Text shown =>
***

In July 1569, Luis Enríquez de Guzmán, a member of the expedition led by Maestro de Campo Mateo de Saz and Captain Martín de Goiti, led a group which crossed from Burias and Ticao islands and landed on a coastal settlement called Ibalon in what is now the province of Sorsogon. From this point another expedition was sent to explore the interior and founded the town of Camalig.

In 1573, Spanish conquistador Juan de Salcedo penetrated the Bicol Peninsula from the north as made it as far south as Libon, establishing the settlement of Santiago de Libon. José María de Peñaranda, the first governor of Albay and a military engineer, was made corregidor of the province on 14 May 1834. He constructed public buildings and built roads and bridges. The entire Bicol Peninsula was organized as one province with two divisions, Camarines in the northwest and Ibalon in the southeast. In 1636, the two were separated.

Known centuries ago as the Tierra de Camarines, the province is distinctly Spanish-founded settlement. Its name having been derived from camaronchones or camarines, a Spanish word for kamalig referring to small nipa or bamboo-made huts by the natives.

In 1574, Governor-General Guido de Lavezaris referred Camarines Sur to the King of Spain as Los Camarines, after the abundance of camarins-rice granaries – which were conspicuous features of the area.

Spanish colonizers later subjugated its people and denominated the area into two distinct aggrupations.
Partido de Camarines was partitioned into Camarines Sur and Camarines Norte in 1829, and thereafter underwent fusion, annexations and re-partitions until 19 March 1919, when two provinces, jointly called Ambos Camarines, were finally separated with their present boundaries by decree of the First Philippine Legislature. Before that, under Spanish rule, when both provinces were still unite, Camarines Sur occupied all lands to the south of Camarines Norte which once belonged to undivided Camarines, of which the number of Spanish-Filipino families and their residences are as follows: 59 at Camalig, 24 at Ligao, 15 at Polangui, and 1 at Libon; all being under the Partido de Iriga, then; 10 at Buhi, 2 at Nabua, and 57 at Bao; all being under the Partido de la Binconada, and finally; 2 in San Fernando, 7 in Milaor, 1 in Libmanan, and 301 Spanish-Filipino families in Nueva Caceres, or modern day Naga City. Camarines Sur also has an additional 485 Spanish-Filipino Mestizo tributes or families.

***

Provided information =>
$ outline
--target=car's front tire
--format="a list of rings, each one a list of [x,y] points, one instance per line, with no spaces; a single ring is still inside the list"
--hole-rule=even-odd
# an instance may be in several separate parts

***

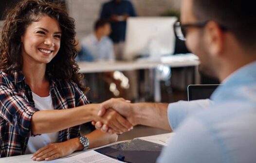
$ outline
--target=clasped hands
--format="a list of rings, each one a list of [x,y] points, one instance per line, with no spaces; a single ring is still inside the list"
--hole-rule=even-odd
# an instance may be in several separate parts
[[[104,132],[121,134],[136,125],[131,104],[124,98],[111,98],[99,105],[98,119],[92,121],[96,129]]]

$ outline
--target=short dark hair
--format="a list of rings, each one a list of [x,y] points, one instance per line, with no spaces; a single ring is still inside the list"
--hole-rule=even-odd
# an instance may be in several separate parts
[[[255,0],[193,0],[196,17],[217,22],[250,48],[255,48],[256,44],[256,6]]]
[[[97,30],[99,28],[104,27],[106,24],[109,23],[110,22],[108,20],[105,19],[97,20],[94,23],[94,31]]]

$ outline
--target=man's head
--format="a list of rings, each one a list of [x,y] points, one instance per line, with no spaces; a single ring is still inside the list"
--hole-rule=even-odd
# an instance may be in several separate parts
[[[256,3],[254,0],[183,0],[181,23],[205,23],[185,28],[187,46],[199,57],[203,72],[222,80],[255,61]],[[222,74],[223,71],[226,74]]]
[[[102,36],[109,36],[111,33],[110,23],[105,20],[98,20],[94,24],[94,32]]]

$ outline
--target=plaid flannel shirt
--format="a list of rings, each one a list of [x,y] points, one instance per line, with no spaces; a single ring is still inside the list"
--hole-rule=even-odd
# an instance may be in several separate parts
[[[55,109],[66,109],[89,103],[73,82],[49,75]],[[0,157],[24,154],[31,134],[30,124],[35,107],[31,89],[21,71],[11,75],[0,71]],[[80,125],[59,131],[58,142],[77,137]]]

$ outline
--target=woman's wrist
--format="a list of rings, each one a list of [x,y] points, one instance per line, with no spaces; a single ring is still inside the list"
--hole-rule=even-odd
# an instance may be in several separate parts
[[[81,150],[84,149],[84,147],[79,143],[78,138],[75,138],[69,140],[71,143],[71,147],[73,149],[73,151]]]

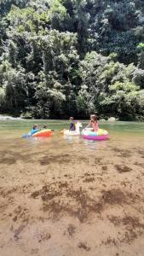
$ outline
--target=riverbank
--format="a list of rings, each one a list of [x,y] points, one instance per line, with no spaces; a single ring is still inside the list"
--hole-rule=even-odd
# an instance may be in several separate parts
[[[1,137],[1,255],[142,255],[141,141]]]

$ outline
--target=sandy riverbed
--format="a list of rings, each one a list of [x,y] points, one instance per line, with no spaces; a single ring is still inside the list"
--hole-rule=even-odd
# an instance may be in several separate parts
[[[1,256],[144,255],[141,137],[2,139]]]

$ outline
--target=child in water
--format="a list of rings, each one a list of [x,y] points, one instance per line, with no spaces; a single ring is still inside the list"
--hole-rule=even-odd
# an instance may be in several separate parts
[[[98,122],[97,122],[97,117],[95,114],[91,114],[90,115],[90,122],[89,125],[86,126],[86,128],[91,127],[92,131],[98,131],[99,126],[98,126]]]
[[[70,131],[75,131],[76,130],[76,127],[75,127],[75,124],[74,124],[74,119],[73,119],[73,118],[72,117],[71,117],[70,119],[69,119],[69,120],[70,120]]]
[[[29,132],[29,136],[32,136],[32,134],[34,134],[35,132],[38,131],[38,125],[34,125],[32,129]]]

***

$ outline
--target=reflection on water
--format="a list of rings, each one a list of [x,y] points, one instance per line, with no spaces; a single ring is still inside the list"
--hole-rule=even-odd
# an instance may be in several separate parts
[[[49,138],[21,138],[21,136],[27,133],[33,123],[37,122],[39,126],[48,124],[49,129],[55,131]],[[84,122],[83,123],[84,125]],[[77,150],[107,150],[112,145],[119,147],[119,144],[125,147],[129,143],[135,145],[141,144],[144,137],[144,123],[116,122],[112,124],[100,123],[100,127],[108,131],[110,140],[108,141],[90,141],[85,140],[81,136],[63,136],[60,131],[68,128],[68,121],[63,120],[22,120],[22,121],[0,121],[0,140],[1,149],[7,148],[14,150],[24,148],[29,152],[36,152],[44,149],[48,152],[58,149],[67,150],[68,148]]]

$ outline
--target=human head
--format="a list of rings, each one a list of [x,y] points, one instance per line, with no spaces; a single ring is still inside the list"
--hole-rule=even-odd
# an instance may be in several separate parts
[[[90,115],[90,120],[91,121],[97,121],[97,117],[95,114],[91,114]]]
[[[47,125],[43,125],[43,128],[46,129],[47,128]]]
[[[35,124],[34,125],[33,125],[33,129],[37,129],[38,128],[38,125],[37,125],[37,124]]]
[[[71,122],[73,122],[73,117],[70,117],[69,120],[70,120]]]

***

Explore the material =>
• A. In the text on the history of Camarines Sur, on what date was José María de Peñaranda made corregidor of the province?
• B. Translate this sentence from the text on the history of Camarines Sur into Spanish: "The entire Bicol Peninsula was organized as one province with two divisions, Camarines in the northwest and Ibalon in the southeast."
• C. For each statement, answer yes or no according to the text on the history of Camarines Sur, and quote the words that decide it. (i) Juan de Salcedo entered the Bicol Peninsula from the south. (ii) Camarines Sur and Camarines Norte were finally separated on 19 March 1919. (iii) Guido de Lavezaris called the area Los Camarines in 1574.
None of the data is needed for these tasks.

Expected results =>
• A. On 14 May 1834.

• B. Toda la península de Bícol se organizó como una sola provincia con dos divisiones, Camarines en el noroeste e Ibalon en el sureste.

• C.
(i) No: "penetrated the Bicol Peninsula from the north"
(ii) Yes: "19 March 1919, when two provinces, jointly called Ambos Camarines, were finally separated"
(iii) Yes: "In 1574, Governor-General Guido de Lavezaris referred Camarines Sur to the King of Spain as Los Camarines"